The theory of sexual selection, having lain dormant since Darwin and Wallace’s day, suddenly sprang to life in the 1970s, resuscitated by the writings of William Hamilton, John Maynard Smith, George Williams, Robert Trivers, Geoff Parker and Richard Dawkins, among others, all of whom were young Turks relative to the architects of the Modern Synthesis. Milam observes that most historians of biology refer to the long period during which the subject was neglected as the “eclipse narrative” of the history of sexual selection, and she notes that this “became the standard story of sexual selection.” Milam disputes the eclipse-narrative version of events, pointing out at some length that research on female choice was present throughout the dark age between the 1870s and the 1970s. I’m not persuaded though. The research during the eclipse may indeed have been in some way about animal minds, and it may have included the possibility of female choice. However, it was not concerned with explaining either the secondary sexual characters Darwin noted or the dynamics of courtship behavior that he envisioned as causing the evolution of those characters. Only in the 1970s did secondary sexual characters and courtship, rather than the animal mind, reemerge as the central issues of interest. Thus, the eclipse narrative of the history of sexual selection seems accurate to me.

————————

*Actions to take*.
**A)** Name every writer the passage on the history of sexual selection credits with reviving the theory in the 1970s.
**B)** Carry the passage on the history of sexual selection forward from its last sentence.
The material has nothing to do with this passage.

————————

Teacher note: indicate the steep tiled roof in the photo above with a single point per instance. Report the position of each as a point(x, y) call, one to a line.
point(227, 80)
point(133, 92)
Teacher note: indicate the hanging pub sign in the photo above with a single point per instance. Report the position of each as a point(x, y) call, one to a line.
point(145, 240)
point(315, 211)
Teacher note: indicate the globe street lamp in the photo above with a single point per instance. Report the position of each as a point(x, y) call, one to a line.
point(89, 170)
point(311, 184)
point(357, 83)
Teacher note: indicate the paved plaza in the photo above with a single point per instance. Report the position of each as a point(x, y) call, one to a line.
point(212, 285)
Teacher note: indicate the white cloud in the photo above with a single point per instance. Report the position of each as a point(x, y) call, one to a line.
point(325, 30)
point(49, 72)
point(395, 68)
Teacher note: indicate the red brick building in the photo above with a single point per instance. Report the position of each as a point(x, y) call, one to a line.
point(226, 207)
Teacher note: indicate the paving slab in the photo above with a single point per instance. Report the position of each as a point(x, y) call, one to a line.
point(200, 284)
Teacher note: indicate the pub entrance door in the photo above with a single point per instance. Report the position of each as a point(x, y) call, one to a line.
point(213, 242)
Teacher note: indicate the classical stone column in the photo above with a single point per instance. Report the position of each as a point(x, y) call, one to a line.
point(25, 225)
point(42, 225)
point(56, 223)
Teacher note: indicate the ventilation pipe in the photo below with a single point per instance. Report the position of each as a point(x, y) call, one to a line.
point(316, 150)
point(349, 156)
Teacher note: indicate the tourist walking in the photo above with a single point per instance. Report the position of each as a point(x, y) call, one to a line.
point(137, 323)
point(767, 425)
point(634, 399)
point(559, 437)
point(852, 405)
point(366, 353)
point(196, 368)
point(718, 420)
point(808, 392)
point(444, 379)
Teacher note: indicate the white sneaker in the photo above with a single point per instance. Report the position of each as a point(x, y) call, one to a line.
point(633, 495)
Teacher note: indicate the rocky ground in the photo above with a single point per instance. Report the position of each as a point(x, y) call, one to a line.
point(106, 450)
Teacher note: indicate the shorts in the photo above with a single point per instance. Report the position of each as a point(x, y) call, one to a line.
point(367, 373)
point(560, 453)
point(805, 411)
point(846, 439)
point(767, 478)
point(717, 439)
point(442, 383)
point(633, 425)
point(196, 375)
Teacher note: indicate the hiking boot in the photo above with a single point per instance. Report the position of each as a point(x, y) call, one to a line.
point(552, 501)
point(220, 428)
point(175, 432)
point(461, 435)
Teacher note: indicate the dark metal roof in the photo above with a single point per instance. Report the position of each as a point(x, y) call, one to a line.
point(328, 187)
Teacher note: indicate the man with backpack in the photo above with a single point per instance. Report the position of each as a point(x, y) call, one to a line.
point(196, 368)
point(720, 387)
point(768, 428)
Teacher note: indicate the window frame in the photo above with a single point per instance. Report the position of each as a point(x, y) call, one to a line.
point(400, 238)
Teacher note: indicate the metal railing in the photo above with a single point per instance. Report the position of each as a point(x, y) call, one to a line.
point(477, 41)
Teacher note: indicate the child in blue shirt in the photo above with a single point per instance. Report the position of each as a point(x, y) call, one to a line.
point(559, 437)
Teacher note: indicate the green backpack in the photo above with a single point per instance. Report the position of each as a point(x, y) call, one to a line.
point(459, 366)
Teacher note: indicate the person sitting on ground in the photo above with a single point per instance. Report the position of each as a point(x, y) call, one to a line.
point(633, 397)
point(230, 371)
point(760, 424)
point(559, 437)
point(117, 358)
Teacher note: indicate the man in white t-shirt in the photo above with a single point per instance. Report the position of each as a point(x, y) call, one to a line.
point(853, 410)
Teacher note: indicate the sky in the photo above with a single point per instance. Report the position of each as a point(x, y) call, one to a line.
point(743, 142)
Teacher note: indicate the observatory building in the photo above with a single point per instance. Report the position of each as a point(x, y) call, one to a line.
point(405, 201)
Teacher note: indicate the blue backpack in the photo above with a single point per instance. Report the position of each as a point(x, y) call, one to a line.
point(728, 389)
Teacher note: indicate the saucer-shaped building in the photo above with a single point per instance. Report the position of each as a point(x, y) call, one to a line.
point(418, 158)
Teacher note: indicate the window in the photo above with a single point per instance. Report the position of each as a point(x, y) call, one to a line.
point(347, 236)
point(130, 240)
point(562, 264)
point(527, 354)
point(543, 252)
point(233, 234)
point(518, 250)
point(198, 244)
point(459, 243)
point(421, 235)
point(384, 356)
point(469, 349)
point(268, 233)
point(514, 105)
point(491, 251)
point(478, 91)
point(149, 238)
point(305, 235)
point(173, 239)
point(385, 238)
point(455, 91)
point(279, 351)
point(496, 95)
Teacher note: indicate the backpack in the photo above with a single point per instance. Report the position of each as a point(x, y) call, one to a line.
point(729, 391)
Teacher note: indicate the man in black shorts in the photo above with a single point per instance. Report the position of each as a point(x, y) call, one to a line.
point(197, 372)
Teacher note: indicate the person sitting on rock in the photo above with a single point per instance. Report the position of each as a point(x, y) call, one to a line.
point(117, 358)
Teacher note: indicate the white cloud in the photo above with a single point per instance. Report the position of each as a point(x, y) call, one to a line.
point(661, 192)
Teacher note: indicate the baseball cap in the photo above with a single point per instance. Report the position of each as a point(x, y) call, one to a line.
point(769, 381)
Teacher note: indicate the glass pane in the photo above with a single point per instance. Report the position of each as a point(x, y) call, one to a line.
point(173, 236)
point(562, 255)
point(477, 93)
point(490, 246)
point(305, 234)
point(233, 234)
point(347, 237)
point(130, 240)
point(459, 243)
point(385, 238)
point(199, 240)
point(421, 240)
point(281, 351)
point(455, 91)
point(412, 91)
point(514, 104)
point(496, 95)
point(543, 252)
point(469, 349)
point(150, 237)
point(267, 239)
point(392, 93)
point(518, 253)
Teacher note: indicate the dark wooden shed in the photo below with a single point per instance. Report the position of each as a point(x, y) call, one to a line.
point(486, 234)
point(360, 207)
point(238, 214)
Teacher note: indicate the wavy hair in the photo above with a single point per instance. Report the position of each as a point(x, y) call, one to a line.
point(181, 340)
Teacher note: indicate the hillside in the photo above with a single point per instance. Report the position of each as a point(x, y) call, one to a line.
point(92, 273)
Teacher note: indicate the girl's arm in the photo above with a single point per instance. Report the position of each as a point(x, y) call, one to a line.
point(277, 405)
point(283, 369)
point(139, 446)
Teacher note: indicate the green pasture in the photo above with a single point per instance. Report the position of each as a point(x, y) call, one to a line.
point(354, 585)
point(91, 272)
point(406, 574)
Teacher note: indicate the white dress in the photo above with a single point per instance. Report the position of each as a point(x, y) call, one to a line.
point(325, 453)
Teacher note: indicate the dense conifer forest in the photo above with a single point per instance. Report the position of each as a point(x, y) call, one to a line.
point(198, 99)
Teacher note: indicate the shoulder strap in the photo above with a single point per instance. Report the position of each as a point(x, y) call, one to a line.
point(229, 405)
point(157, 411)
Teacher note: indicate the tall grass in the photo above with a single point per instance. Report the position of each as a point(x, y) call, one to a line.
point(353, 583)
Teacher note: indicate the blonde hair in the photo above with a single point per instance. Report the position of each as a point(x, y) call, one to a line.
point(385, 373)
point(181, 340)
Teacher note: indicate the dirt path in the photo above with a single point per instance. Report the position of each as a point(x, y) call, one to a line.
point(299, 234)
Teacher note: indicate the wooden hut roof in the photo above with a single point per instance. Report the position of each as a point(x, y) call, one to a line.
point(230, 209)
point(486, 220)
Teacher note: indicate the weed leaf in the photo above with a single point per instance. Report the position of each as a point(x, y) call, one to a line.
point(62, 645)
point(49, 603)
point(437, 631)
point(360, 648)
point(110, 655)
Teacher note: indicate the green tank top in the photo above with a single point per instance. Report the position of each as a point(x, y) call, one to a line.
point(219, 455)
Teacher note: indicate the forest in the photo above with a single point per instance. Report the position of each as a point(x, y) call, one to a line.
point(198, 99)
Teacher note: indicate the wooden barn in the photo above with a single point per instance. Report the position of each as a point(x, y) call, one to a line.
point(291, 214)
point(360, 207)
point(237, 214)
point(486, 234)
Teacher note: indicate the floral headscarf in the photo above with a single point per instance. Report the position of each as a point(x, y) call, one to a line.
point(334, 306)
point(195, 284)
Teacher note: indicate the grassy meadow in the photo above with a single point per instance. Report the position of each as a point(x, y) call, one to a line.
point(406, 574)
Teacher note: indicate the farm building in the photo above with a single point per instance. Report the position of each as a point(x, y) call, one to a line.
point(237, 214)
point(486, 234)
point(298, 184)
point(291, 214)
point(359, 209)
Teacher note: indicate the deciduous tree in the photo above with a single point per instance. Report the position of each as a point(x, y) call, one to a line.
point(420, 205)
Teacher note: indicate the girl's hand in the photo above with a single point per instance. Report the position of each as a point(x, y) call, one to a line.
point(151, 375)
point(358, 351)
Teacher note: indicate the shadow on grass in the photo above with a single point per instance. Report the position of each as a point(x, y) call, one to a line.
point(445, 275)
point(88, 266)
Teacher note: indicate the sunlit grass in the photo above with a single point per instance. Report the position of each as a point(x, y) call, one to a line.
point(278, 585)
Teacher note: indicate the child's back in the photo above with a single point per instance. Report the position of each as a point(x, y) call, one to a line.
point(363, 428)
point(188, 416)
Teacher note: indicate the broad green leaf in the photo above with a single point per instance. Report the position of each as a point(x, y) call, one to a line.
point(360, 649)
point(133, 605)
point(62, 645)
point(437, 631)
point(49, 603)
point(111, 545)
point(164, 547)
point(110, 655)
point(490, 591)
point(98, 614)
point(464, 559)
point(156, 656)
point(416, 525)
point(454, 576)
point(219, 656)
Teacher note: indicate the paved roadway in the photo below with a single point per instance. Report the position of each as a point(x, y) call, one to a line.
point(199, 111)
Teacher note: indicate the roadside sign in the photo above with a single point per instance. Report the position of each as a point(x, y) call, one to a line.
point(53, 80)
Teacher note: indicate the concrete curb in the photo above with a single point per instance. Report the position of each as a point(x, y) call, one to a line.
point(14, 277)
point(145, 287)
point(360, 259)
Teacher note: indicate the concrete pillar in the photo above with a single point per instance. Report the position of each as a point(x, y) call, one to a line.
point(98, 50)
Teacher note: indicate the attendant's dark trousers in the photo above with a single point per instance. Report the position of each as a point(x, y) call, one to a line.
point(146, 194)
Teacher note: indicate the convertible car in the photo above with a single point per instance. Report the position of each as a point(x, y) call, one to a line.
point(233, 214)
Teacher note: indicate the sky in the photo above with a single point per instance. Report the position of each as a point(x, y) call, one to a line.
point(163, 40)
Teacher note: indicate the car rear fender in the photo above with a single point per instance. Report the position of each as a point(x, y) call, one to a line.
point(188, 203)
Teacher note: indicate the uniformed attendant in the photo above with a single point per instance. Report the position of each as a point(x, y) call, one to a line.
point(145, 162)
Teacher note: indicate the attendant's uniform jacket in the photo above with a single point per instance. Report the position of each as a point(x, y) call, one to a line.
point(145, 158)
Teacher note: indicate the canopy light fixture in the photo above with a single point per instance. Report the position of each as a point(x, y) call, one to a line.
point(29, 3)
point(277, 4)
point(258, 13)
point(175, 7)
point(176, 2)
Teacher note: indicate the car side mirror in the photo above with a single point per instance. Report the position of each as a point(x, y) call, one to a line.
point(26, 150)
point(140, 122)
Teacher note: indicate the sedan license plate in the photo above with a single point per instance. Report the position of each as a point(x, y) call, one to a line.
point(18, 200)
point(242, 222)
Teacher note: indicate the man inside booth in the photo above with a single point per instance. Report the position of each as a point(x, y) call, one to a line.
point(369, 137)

————————

*Answers to this exercise*.
**A)** William Hamilton, John Maynard Smith, George Williams, Robert Trivers, Geoff Parker, Richard Dawkins

**B)**
Milam ends with an account of the research papers Robert Trivers published in the early 1970s and includes notes from her 2004 interview with him. The retrospective she offers would lead one to believe that sexual selection is now settled science. One day a sequel to Milam’s book will reveal, however, that the subject is now as much in flux as when Darwin and Wallace were in disagreement 150 years ago. What is at issue now is not the mental capacity of animals but the rationale for their choices. The sequel will document a remarkable rancor between those who believe that the accumulated exceptions and theoretical difficulties with sexual selection’s explanation for secondary sexual characters are a call to patch up a fruitful framework and those who feel that the weight of evidence and internal inconsistencies are so great that sexual selection should be abandoned and the matters it attempted to solve rethought from the ground up.
But for now, Erika Milam’s book is an accessible and important contribution to the history of an active topic of biological research today, and it should be read by evolutionary biologists as well as by historians and philosophers of biology.
Joan Roughgarden is a professor of biological sciences and of geophysics at Stanford University. She is the author of, among other books, The Genial Gene: Deconstructing Darwinian Selfishness (2009) and Evolution’s Rainbow: Diversity, Gender, and Sexuality in Nature and People (2004), both from University of California Press.